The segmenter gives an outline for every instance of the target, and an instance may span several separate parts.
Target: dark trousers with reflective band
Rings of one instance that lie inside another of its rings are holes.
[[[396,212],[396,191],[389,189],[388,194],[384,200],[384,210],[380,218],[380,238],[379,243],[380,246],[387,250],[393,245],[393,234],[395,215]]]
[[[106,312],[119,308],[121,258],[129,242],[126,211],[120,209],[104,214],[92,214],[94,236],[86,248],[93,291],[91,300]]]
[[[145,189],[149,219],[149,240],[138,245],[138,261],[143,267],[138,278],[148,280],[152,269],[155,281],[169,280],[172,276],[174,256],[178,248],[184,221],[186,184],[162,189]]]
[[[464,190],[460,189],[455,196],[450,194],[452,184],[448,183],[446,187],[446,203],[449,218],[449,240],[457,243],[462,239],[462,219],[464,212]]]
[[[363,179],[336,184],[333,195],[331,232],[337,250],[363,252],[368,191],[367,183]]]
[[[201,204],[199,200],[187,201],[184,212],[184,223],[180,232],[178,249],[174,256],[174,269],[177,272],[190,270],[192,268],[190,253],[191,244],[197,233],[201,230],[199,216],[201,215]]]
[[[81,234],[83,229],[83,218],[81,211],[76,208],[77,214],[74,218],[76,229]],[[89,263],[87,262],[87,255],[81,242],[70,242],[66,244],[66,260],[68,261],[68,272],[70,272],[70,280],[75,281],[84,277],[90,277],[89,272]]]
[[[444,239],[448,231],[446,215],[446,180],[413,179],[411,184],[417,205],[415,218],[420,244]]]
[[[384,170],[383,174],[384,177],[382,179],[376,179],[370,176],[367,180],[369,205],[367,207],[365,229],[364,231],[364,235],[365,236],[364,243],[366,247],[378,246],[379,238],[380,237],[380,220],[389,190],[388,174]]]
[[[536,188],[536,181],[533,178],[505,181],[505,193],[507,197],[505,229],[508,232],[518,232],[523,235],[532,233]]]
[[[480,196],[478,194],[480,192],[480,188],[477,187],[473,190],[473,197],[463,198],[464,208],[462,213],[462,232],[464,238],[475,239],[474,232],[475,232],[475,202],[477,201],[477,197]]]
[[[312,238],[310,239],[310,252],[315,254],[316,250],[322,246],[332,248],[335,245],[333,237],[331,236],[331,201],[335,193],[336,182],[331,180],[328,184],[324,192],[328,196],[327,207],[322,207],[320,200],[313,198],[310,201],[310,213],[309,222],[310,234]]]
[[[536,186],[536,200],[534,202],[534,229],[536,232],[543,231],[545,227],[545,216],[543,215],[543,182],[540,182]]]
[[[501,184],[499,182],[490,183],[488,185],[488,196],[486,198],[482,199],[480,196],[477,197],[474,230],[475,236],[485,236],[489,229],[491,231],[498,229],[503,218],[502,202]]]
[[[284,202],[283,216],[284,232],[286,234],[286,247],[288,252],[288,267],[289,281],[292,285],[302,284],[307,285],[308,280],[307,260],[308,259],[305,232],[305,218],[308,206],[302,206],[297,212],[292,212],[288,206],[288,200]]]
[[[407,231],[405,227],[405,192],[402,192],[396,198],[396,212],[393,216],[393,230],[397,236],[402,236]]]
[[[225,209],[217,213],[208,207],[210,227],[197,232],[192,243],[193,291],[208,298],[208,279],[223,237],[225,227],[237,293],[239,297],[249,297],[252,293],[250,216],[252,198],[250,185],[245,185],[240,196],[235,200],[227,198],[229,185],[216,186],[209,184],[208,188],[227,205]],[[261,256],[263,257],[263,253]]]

DIRECTIONS FOR THIS TASK - Rewrite the part of the rows that opens with the first line and closes with the line containing "Rings of one", changing "outline" to "contour" and leaving everything else as it is. Give only those lines.

REPLY -
The segmenter gives an contour for every instance of the target, and an instance may span several separate parts.
Target: dark trousers with reflective band
Rings of one instance that lie inside another of its rings are holes.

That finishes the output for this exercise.